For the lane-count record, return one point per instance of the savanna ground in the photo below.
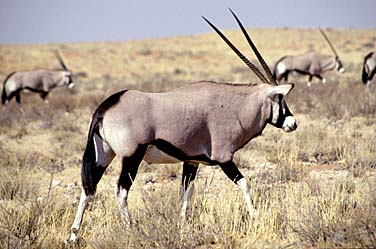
(314, 188)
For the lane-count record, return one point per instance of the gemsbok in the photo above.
(311, 63)
(203, 122)
(40, 81)
(369, 69)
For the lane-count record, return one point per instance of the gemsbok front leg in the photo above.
(96, 163)
(187, 186)
(128, 174)
(232, 172)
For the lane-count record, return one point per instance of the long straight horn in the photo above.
(61, 61)
(255, 50)
(327, 39)
(241, 56)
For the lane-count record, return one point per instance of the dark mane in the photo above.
(227, 83)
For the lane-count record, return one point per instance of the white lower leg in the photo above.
(122, 196)
(79, 215)
(186, 195)
(243, 185)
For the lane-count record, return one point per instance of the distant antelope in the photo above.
(369, 69)
(311, 63)
(39, 81)
(204, 122)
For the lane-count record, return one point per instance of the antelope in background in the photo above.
(311, 63)
(369, 69)
(204, 122)
(40, 81)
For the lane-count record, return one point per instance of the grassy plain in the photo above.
(314, 188)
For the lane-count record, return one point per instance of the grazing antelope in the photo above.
(369, 69)
(204, 122)
(40, 81)
(311, 63)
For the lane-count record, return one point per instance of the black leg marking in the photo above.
(231, 171)
(43, 95)
(189, 174)
(286, 76)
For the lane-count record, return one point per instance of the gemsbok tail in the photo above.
(4, 96)
(89, 175)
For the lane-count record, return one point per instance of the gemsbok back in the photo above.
(369, 69)
(311, 63)
(204, 122)
(40, 81)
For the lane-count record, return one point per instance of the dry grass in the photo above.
(313, 188)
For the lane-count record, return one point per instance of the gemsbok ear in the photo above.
(280, 90)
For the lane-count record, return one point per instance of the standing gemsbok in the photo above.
(311, 63)
(40, 81)
(204, 122)
(369, 69)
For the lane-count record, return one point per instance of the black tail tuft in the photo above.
(364, 75)
(4, 96)
(275, 67)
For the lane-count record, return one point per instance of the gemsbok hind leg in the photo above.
(187, 186)
(234, 174)
(128, 173)
(104, 155)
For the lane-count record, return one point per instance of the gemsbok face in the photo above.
(204, 122)
(312, 63)
(40, 81)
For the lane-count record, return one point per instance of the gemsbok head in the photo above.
(369, 69)
(40, 81)
(311, 63)
(204, 122)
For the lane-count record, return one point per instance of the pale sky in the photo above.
(51, 21)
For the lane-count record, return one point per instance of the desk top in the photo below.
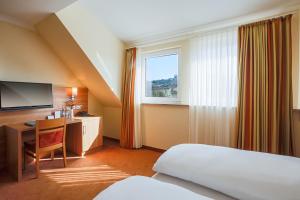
(22, 127)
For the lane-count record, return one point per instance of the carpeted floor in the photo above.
(84, 177)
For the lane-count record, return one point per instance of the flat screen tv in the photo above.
(20, 95)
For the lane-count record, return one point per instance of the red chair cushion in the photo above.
(51, 139)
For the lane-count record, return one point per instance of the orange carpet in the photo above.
(84, 177)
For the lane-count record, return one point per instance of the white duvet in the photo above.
(144, 188)
(240, 174)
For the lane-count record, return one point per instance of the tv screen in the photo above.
(19, 95)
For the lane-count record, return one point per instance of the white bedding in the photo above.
(145, 188)
(196, 188)
(237, 173)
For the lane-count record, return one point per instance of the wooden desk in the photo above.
(17, 133)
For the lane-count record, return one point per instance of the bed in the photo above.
(211, 172)
(196, 188)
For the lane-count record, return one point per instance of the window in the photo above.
(161, 76)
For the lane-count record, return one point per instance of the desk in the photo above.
(17, 133)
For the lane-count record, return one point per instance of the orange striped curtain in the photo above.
(127, 125)
(265, 86)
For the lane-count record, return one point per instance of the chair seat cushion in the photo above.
(51, 139)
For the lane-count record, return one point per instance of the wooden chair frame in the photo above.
(46, 127)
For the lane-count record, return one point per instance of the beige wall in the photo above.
(103, 48)
(112, 122)
(24, 56)
(95, 107)
(165, 125)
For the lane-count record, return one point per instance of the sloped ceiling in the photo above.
(62, 42)
(29, 12)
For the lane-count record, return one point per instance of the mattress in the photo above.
(192, 187)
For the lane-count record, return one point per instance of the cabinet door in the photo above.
(91, 133)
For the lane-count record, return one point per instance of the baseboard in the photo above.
(110, 138)
(144, 147)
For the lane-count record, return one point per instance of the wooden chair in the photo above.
(49, 136)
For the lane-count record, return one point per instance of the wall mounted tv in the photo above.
(20, 95)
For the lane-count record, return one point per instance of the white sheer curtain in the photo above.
(137, 102)
(213, 87)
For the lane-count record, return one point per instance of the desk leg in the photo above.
(14, 153)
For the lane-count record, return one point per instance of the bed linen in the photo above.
(237, 173)
(145, 188)
(196, 188)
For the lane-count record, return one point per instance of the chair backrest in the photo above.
(50, 134)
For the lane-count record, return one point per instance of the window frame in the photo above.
(158, 53)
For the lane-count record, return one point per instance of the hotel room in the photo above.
(150, 99)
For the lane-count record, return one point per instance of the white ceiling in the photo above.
(30, 12)
(132, 20)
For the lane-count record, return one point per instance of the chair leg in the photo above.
(52, 155)
(24, 159)
(65, 156)
(37, 165)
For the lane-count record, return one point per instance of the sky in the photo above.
(162, 67)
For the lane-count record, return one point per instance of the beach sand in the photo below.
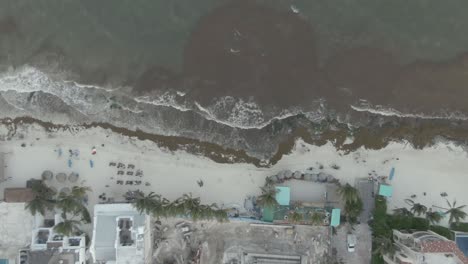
(433, 170)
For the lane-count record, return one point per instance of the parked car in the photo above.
(351, 242)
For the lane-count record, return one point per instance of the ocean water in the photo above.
(242, 74)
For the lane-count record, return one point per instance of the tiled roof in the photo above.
(443, 247)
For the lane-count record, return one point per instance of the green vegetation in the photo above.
(443, 231)
(455, 213)
(43, 198)
(461, 227)
(404, 219)
(268, 196)
(353, 203)
(71, 205)
(185, 206)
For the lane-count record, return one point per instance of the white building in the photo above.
(120, 235)
(424, 247)
(49, 247)
(16, 225)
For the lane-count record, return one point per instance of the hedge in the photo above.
(443, 231)
(462, 227)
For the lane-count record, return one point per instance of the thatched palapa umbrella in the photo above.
(65, 190)
(47, 175)
(61, 177)
(73, 177)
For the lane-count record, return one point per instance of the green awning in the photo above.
(283, 195)
(386, 190)
(335, 220)
(268, 213)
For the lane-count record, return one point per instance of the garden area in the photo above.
(410, 219)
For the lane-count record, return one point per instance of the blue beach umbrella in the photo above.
(392, 173)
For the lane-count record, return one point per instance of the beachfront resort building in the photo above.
(424, 247)
(16, 224)
(27, 239)
(121, 235)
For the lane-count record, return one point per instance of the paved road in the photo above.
(366, 190)
(362, 255)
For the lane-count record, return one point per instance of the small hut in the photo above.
(47, 175)
(73, 177)
(61, 177)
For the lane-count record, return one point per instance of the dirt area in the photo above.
(362, 252)
(179, 241)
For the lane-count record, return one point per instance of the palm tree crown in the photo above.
(268, 197)
(455, 213)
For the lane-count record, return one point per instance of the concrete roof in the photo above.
(15, 228)
(18, 195)
(444, 247)
(283, 195)
(386, 190)
(105, 227)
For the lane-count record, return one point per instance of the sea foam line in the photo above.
(396, 113)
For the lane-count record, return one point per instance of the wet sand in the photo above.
(419, 135)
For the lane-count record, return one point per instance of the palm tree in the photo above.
(145, 204)
(295, 217)
(433, 217)
(268, 197)
(43, 198)
(316, 218)
(383, 246)
(67, 227)
(416, 208)
(455, 213)
(80, 192)
(353, 209)
(269, 181)
(403, 211)
(348, 193)
(74, 203)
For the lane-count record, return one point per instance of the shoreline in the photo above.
(418, 133)
(424, 173)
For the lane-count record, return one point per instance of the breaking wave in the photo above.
(365, 106)
(21, 87)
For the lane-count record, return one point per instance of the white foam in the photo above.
(237, 121)
(393, 112)
(166, 100)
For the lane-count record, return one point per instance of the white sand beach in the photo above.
(433, 170)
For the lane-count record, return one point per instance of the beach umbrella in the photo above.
(65, 190)
(392, 173)
(61, 177)
(47, 175)
(330, 178)
(297, 174)
(54, 190)
(73, 177)
(322, 177)
(308, 177)
(287, 174)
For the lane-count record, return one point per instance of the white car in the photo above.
(351, 242)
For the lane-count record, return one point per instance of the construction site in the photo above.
(178, 241)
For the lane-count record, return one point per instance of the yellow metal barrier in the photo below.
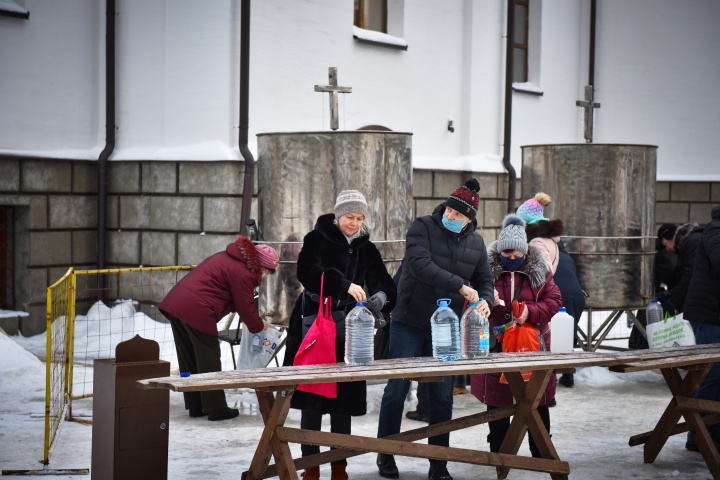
(88, 313)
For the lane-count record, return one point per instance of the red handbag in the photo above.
(318, 347)
(522, 338)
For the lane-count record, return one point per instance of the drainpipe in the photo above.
(507, 135)
(244, 117)
(109, 134)
(591, 62)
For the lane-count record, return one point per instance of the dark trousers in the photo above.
(311, 420)
(499, 428)
(198, 352)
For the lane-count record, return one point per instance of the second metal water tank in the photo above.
(605, 196)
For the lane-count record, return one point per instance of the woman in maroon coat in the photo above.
(515, 264)
(223, 283)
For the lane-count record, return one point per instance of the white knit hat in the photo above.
(512, 236)
(350, 201)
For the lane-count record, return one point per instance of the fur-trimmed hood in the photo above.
(535, 267)
(545, 229)
(244, 250)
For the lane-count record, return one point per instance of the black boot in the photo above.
(567, 380)
(386, 466)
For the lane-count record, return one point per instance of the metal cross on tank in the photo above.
(588, 111)
(333, 90)
(299, 177)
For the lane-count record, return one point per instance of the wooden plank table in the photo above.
(274, 388)
(696, 361)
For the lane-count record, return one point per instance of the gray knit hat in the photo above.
(512, 236)
(350, 201)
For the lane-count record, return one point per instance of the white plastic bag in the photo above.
(673, 331)
(268, 341)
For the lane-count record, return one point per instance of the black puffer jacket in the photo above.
(437, 264)
(703, 298)
(686, 248)
(326, 250)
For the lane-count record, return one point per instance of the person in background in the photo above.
(542, 233)
(667, 272)
(702, 310)
(340, 248)
(223, 283)
(520, 272)
(444, 255)
(687, 239)
(573, 297)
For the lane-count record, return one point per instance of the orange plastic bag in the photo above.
(318, 346)
(522, 338)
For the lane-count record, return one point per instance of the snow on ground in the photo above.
(591, 426)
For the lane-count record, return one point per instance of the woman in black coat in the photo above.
(340, 248)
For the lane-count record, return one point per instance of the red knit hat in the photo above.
(466, 199)
(267, 256)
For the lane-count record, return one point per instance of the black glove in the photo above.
(377, 301)
(379, 319)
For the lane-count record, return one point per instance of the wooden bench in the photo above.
(275, 387)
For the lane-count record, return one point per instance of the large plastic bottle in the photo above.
(563, 331)
(445, 328)
(653, 311)
(359, 331)
(474, 333)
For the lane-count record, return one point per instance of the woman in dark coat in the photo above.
(515, 264)
(339, 247)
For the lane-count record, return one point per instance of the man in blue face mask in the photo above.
(444, 258)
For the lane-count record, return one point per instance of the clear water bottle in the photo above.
(474, 333)
(359, 335)
(653, 311)
(563, 331)
(445, 328)
(255, 345)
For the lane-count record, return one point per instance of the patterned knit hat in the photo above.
(350, 201)
(267, 256)
(512, 236)
(532, 210)
(466, 199)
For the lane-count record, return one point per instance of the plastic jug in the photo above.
(653, 311)
(359, 335)
(445, 328)
(474, 333)
(563, 331)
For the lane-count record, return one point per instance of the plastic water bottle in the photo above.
(359, 330)
(445, 328)
(255, 345)
(653, 311)
(563, 331)
(474, 333)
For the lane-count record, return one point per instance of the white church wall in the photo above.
(553, 116)
(657, 82)
(49, 77)
(178, 71)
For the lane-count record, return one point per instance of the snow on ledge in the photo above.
(527, 87)
(11, 6)
(471, 163)
(378, 37)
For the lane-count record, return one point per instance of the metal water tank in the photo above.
(605, 196)
(299, 176)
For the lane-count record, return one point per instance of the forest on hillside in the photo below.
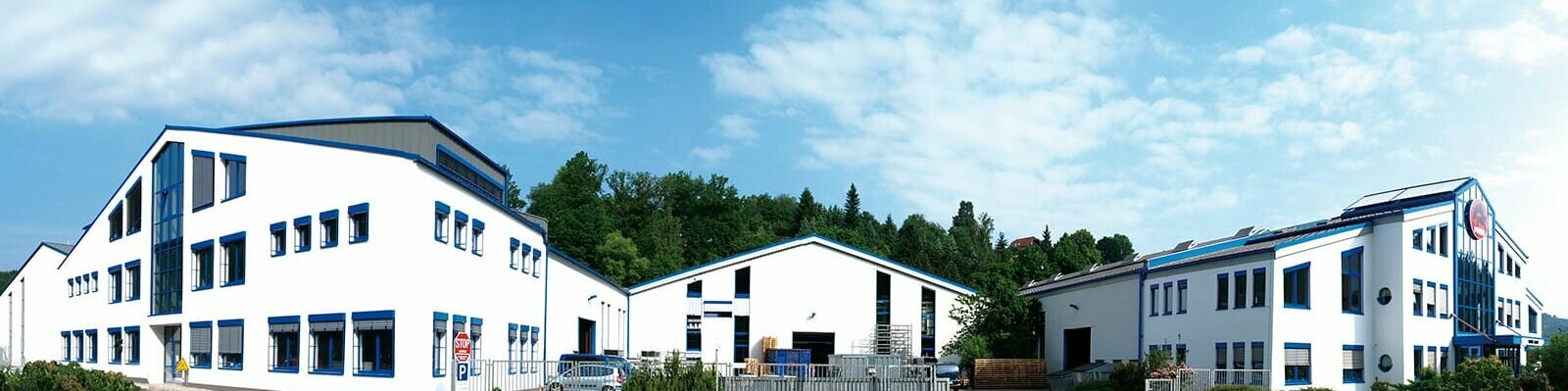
(635, 226)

┄┄┄┄┄┄┄┄┄┄

Each line from the one that contains "red knit hat in the photo above." through the end of the records should be restated exactly; include both end lines and leave any pictures out.

For the lane-count record, return one point per instance of the red knit hat in the photo above.
(466, 199)
(267, 256)
For the lane-count record, return one point per instance of the black glove in the photo above.
(377, 301)
(379, 319)
For the lane-count record, return one point per instance of the wooden bench in the photo above.
(275, 387)
For the lane-count record, return one point per instance of the large plastic bottle in the photo above.
(563, 331)
(445, 328)
(653, 311)
(359, 331)
(474, 333)
For the lane-count record, return one point per instance of the woman in dark coat in the photo above.
(515, 264)
(339, 247)
For the lane-count record, return one point per instance of the man in blue face mask in the photo above.
(444, 258)
For the lane-count record, return one point per instance of the clear water bottle in the photo above.
(474, 333)
(359, 335)
(653, 311)
(563, 331)
(445, 328)
(255, 345)
For the lane-count record, return one point per instance of the patterned knit hat in the photo above.
(350, 201)
(267, 256)
(512, 236)
(532, 210)
(466, 199)
For the lane-count record, return one point per instance of the plastic jug in the photo above.
(653, 311)
(359, 335)
(445, 328)
(474, 333)
(563, 331)
For the lane-count record, return one point per instance of the plastic water bottle in the photo above.
(359, 330)
(445, 328)
(255, 345)
(653, 311)
(563, 331)
(474, 333)
For the lane-count record, return one point per instance of the white church wall in the photo above.
(553, 116)
(657, 82)
(49, 77)
(178, 71)
For the lane-count record, return one point per instance of the snow on ledge in the photo above.
(527, 87)
(11, 6)
(471, 163)
(378, 37)
For the lane-count record, return one point per instance of the metal water tank in the photo above.
(605, 196)
(299, 176)
For the lane-count record, return one point per instance of the forest on hillside in the photo below.
(635, 226)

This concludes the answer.